* Exercise details *
Copy the material below line for line without changing anything, and omit the pictures from your copy.

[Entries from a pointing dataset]
——

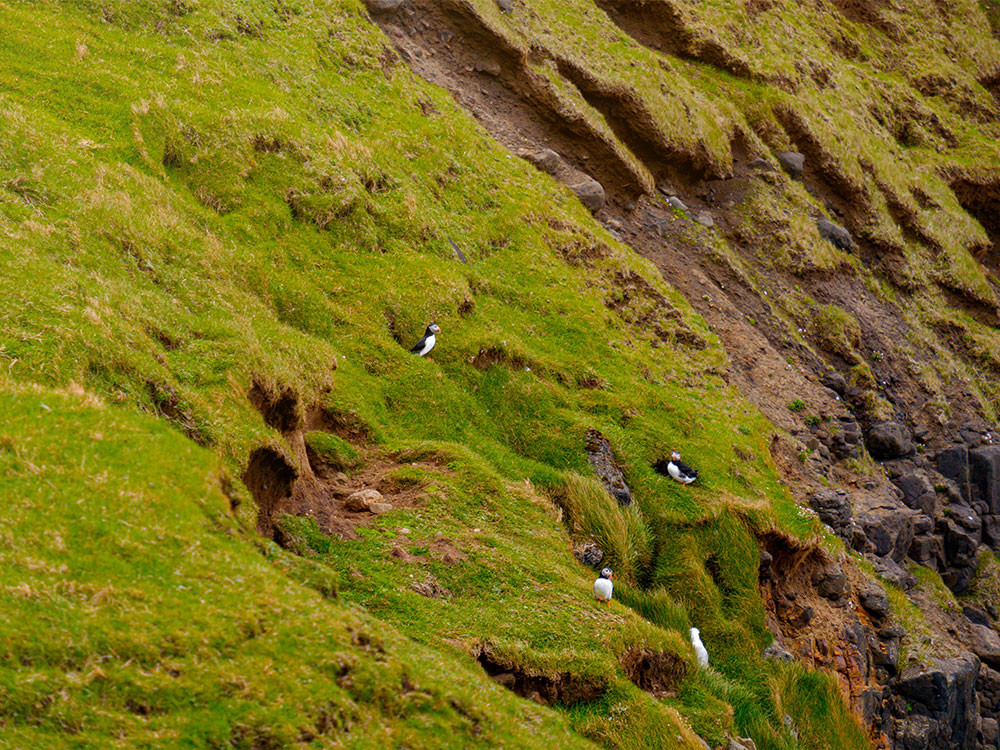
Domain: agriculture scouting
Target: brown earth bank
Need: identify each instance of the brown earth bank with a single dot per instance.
(815, 308)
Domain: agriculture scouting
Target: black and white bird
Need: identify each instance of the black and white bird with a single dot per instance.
(676, 469)
(603, 587)
(699, 648)
(424, 346)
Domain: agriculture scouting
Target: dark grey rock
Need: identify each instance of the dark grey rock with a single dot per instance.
(927, 550)
(874, 599)
(383, 6)
(943, 692)
(761, 165)
(984, 476)
(832, 582)
(961, 543)
(889, 440)
(792, 162)
(991, 733)
(589, 191)
(705, 219)
(835, 233)
(991, 530)
(985, 644)
(589, 554)
(833, 508)
(891, 571)
(953, 463)
(608, 471)
(834, 381)
(884, 652)
(677, 204)
(976, 615)
(889, 528)
(913, 485)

——

* The response *
Domain: agriculture scouting
Target: brown earth bank
Need: identify each instance of the brown earth bank with a single dot per instance.
(815, 308)
Domain: agriculture scouting
Target: black and white bird
Need: identify each instance of the black and white bird with a single dot per instance.
(676, 469)
(603, 587)
(699, 648)
(424, 346)
Domain: agriculture scouting
Target: dark grey rock
Need: identify each instance of the dark grey rock with a single dot per instance.
(927, 550)
(874, 599)
(383, 6)
(943, 692)
(761, 165)
(984, 476)
(832, 582)
(961, 543)
(889, 440)
(792, 162)
(991, 733)
(589, 191)
(705, 219)
(835, 233)
(991, 530)
(985, 644)
(589, 554)
(833, 508)
(891, 571)
(953, 463)
(608, 471)
(834, 381)
(884, 652)
(677, 204)
(976, 615)
(889, 528)
(913, 485)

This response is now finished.